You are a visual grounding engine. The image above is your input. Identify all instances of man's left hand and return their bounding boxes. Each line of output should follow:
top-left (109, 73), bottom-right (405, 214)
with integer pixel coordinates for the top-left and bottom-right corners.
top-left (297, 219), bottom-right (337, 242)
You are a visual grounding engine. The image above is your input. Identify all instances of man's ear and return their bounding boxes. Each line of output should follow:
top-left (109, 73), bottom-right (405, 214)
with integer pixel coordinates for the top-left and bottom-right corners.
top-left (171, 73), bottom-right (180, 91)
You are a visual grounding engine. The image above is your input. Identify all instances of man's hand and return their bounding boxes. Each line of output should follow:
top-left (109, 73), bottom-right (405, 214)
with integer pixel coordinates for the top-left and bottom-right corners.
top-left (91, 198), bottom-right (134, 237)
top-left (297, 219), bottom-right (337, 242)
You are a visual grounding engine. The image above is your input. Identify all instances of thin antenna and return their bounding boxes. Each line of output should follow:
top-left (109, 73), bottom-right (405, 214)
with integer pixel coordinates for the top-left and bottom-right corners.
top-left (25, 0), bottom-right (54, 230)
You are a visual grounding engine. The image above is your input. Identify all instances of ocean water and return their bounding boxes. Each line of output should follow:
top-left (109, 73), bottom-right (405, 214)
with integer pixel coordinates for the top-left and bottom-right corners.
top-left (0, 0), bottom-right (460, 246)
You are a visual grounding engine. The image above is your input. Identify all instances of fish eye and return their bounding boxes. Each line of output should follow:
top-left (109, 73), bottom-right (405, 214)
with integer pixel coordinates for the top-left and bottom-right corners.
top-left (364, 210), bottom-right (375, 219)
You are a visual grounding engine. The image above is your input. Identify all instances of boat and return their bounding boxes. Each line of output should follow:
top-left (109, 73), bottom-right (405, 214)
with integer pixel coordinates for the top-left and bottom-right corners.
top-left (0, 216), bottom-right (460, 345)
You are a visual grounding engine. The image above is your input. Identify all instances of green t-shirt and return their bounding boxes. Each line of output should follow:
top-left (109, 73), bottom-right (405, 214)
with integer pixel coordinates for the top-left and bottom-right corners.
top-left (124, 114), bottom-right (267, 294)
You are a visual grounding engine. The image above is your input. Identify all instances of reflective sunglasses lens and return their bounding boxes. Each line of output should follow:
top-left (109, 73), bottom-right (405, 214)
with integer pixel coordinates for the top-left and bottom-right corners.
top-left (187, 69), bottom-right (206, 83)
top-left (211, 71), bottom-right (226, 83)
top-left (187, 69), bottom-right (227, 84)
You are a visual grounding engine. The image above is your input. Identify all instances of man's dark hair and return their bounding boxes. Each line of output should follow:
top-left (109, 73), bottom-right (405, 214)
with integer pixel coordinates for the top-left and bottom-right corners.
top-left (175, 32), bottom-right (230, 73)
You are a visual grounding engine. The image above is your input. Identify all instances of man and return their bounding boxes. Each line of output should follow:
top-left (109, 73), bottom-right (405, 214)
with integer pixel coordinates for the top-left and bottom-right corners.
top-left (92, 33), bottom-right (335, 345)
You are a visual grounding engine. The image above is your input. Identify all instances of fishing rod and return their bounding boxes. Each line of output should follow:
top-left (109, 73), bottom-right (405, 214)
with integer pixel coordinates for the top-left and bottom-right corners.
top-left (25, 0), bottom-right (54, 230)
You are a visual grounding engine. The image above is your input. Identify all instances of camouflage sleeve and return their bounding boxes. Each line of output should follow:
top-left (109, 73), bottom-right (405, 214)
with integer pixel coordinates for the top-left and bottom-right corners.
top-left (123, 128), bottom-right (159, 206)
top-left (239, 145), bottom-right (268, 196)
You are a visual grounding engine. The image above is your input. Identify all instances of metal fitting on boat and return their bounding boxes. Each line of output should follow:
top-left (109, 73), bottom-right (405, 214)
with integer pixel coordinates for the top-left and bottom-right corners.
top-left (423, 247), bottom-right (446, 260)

------

> [GIVEN EXERCISE] Return every line of the listing above unchanged, from the first line to the last.

> [CORRECT OUTPUT]
You are a visual grounding engine. The image above is your input. Identify all instances of man's left hand and return their bounding boxes. Each line of output should follow:
top-left (109, 73), bottom-right (405, 214)
with integer pixel coordinates for the top-left and bottom-right corners.
top-left (297, 219), bottom-right (337, 242)
You are a visual grounding engine. The image above is your input. Identify all instances of man's ear and return their bounding boxes. Each line of output should follow:
top-left (109, 73), bottom-right (405, 214)
with integer pixel coordinates for the top-left and bottom-right corners.
top-left (171, 73), bottom-right (180, 91)
You are a visual grounding engine. The image above is your input. Identify all instances of man's hand and return their bounding boxes. Each line of output should follow:
top-left (109, 73), bottom-right (405, 214)
with integer pixel coordinates for the top-left and bottom-right corners.
top-left (91, 198), bottom-right (134, 237)
top-left (297, 219), bottom-right (337, 242)
You are a visual grounding engine. The image above is your input. Identify all instances of thin antenna and return their bounding boxes. Each line of output should follow:
top-left (109, 73), bottom-right (405, 214)
with integer pixel coordinates for the top-left and bottom-right corners.
top-left (25, 0), bottom-right (54, 230)
You are a visual grounding engine. The image above is your input. Identify all instances of ocean water and return their bounding boxes. Each line of output should follow:
top-left (109, 73), bottom-right (405, 214)
with integer pixel coordinates for the top-left and bottom-right corners.
top-left (0, 0), bottom-right (460, 246)
You are a visual grounding engine. The image above is your input. Identify all instances of fish eye and return their bounding boxes. Each line of output should follow:
top-left (109, 73), bottom-right (405, 214)
with integer pixel coordinates for the top-left and bottom-right corners.
top-left (364, 210), bottom-right (375, 219)
You are a visual grounding engine. The image above is your input. Identify all instances of boat and return their bounding boxes. Each line of output should follow:
top-left (109, 73), bottom-right (405, 214)
with integer pixel coordinates for the top-left and bottom-right corners.
top-left (0, 216), bottom-right (460, 345)
You are a visual grounding engine. The image above is your input. Identify all instances of green t-shirt and return their bounding boxes. Each line of output should follow:
top-left (109, 73), bottom-right (405, 214)
with integer pixel coordinates for the top-left and bottom-right corners.
top-left (124, 114), bottom-right (267, 294)
You are a visual grounding engine. The image above is your input. Identify all instances of reflective sunglasses lens and return their bounding boxes. Each line of output should follow:
top-left (109, 73), bottom-right (405, 214)
with integer pixel coordinates for the top-left and bottom-right corners.
top-left (187, 69), bottom-right (206, 83)
top-left (211, 71), bottom-right (226, 83)
top-left (187, 69), bottom-right (227, 84)
You are a visual grounding engine. The image above is your input. Identify all instances of man's dark hair and return their bounding boxes. Each line of output should follow:
top-left (109, 73), bottom-right (405, 214)
with integer pixel coordinates for the top-left and bottom-right corners.
top-left (175, 32), bottom-right (230, 73)
You are a visual grounding engine. The image above is your input. Identify all instances of man and return their bounding boxes. Each line of output should follow:
top-left (109, 73), bottom-right (405, 214)
with integer pixel coordinates for the top-left and bottom-right corners.
top-left (92, 33), bottom-right (335, 345)
You are a visual grounding engine. The image above is your input. Identify all instances of fishing rod and return their bounding boxes. Each line of output should follow:
top-left (109, 73), bottom-right (405, 214)
with integer pixel coordinates for the top-left and bottom-right corners.
top-left (25, 0), bottom-right (54, 230)
You are a visual grounding engine. The image above is your input. Identify all instances of camouflage sleeve and return their bounding boxes. Each line of output should follow:
top-left (109, 73), bottom-right (405, 214)
with integer pixel coordinates for the top-left and bottom-right corners.
top-left (123, 128), bottom-right (159, 206)
top-left (239, 145), bottom-right (268, 196)
You are a visual grounding engine. The image above is your input. Identify all instances of metal fitting on boat and return their bounding boxes. Each line of output should follow:
top-left (109, 73), bottom-right (405, 214)
with integer pixel coordinates for the top-left and bottom-right corners.
top-left (423, 247), bottom-right (446, 260)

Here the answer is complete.